## Exercise brief
Take the material below and output exactly the run of lines from the one containing "--svg-fill-rule evenodd" down to the one containing "Segment every instance", with both included.

____ Input material

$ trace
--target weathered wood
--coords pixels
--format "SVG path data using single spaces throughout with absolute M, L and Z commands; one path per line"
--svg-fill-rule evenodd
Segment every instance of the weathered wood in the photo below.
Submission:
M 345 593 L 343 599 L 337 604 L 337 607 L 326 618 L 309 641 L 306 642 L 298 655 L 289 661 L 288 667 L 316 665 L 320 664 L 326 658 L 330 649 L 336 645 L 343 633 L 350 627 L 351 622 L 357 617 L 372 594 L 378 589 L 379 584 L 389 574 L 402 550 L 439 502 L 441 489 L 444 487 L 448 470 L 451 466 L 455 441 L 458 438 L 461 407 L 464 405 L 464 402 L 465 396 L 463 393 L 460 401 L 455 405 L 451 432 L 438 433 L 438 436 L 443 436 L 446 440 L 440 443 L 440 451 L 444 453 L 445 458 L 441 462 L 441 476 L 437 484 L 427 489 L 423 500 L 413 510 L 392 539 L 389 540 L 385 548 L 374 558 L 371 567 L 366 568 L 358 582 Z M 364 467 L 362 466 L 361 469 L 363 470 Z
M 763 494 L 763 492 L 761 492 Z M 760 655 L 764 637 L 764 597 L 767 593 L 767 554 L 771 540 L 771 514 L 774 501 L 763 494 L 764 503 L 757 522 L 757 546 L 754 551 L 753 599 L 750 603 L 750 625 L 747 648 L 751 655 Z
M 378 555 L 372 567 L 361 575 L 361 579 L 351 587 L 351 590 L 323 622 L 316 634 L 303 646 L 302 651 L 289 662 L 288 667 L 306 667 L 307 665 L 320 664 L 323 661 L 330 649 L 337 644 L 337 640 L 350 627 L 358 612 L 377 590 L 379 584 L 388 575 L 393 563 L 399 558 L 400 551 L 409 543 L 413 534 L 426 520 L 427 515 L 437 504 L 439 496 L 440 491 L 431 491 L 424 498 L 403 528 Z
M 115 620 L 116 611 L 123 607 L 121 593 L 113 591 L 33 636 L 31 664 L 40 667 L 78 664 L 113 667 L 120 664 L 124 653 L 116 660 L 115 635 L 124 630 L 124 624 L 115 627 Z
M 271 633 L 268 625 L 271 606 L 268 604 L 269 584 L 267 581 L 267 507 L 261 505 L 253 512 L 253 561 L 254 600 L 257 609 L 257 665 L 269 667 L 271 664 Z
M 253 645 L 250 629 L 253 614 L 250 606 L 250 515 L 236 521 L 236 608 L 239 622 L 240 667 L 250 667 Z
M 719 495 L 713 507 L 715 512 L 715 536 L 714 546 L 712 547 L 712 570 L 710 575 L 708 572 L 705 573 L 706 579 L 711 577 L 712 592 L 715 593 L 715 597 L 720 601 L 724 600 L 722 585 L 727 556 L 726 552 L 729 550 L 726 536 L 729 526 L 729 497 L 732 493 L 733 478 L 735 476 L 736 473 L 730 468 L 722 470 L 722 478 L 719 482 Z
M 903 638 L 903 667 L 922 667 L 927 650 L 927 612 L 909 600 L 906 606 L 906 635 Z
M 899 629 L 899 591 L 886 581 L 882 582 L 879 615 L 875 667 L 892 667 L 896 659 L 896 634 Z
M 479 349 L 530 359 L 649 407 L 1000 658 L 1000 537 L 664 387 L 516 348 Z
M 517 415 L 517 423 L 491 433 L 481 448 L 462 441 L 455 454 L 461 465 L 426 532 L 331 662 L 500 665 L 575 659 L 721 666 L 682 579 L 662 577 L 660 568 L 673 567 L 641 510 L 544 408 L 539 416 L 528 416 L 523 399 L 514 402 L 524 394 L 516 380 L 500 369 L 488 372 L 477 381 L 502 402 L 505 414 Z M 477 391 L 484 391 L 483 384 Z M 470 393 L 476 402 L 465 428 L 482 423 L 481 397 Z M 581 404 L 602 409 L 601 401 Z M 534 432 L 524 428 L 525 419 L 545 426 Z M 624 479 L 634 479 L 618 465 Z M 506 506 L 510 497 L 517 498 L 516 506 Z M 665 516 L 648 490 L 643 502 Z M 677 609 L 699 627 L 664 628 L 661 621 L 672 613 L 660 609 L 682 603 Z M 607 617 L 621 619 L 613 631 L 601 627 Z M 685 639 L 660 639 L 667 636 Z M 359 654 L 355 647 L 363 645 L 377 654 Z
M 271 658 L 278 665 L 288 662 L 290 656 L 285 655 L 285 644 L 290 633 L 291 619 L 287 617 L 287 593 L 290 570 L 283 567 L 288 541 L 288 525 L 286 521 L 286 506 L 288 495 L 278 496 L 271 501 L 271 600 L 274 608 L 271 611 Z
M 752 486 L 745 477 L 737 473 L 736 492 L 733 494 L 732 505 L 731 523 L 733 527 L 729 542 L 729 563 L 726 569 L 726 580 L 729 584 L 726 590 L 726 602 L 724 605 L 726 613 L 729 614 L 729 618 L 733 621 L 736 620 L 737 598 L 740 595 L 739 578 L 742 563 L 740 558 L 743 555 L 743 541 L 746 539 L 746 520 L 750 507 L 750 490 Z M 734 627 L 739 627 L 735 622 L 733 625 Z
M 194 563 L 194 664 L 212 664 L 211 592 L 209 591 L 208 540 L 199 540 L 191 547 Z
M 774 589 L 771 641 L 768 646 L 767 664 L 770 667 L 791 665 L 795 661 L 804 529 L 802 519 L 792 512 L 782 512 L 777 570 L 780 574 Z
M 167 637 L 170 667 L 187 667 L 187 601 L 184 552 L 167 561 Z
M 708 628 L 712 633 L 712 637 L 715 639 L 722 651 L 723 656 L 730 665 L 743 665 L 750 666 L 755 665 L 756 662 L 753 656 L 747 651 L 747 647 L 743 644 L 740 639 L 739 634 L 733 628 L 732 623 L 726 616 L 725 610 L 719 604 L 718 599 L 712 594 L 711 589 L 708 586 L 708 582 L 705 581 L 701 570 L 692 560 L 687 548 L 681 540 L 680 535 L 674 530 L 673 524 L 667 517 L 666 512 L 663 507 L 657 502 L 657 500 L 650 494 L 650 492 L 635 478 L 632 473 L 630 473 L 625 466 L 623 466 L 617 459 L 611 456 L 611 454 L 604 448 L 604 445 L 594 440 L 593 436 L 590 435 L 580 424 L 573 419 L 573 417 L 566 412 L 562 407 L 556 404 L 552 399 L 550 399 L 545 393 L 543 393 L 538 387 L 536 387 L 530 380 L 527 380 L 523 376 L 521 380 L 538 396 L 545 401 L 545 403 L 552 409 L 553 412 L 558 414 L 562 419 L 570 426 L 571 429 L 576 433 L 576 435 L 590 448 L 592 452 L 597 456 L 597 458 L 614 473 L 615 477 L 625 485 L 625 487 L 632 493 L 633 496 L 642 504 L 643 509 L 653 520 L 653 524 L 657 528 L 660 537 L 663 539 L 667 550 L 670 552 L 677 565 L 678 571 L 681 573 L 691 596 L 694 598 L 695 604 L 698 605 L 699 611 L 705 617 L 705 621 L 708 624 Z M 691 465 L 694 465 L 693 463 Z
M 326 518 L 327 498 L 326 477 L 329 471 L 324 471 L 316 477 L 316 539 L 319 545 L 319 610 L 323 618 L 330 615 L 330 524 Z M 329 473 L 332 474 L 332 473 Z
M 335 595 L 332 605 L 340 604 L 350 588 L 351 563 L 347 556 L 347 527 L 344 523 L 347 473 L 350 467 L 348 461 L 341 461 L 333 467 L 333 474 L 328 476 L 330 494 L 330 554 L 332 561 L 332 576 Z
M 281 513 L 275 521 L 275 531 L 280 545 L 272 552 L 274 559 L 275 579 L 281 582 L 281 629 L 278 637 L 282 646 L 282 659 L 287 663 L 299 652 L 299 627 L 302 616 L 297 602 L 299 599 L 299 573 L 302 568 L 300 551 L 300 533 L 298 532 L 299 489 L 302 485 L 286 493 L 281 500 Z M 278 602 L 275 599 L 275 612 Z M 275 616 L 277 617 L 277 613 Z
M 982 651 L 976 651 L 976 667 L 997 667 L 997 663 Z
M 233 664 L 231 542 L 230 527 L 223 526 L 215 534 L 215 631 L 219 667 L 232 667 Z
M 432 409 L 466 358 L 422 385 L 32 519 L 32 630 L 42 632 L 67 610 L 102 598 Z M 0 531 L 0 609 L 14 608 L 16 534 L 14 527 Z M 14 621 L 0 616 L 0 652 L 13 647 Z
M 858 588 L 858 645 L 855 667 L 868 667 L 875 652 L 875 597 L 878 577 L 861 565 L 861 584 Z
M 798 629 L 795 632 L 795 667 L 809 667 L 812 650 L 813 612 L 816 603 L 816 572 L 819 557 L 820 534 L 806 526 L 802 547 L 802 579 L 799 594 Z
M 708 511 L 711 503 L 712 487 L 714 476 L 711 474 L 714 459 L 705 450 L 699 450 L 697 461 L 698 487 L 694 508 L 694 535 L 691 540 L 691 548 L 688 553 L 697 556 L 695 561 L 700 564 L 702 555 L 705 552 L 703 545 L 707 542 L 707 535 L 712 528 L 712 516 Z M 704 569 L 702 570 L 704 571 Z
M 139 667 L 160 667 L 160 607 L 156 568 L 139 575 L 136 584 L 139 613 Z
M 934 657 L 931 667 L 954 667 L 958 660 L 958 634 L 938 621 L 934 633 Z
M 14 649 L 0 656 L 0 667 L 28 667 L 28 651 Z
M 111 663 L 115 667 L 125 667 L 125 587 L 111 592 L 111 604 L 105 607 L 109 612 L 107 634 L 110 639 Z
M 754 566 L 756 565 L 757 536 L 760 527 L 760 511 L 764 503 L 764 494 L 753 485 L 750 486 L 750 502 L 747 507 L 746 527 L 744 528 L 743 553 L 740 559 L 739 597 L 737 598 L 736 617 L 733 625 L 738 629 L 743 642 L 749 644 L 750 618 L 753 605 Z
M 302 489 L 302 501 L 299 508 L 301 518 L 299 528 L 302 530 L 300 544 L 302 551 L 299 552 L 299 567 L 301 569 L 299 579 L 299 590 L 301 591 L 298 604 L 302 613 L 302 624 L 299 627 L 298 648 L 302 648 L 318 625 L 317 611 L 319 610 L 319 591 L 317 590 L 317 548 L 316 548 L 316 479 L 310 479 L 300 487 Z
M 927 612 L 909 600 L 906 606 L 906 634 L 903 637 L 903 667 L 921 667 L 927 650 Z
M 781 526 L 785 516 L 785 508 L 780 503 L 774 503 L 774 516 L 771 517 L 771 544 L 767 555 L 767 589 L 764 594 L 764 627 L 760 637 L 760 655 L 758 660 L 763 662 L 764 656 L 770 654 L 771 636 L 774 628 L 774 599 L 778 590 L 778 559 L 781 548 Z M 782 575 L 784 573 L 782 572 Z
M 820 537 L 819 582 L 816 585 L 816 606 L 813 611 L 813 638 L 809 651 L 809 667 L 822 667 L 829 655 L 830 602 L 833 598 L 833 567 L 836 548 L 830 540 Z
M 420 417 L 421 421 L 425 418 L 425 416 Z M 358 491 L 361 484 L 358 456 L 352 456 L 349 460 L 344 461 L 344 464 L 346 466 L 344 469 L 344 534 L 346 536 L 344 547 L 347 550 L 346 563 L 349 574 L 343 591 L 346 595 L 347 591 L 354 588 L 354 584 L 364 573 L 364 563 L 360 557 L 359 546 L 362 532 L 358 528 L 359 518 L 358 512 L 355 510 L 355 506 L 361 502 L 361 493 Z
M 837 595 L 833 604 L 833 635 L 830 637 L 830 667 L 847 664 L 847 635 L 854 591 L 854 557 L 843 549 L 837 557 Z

________

## Response box
--svg-fill-rule evenodd
Segment every instance of the weathered wood in the photo below.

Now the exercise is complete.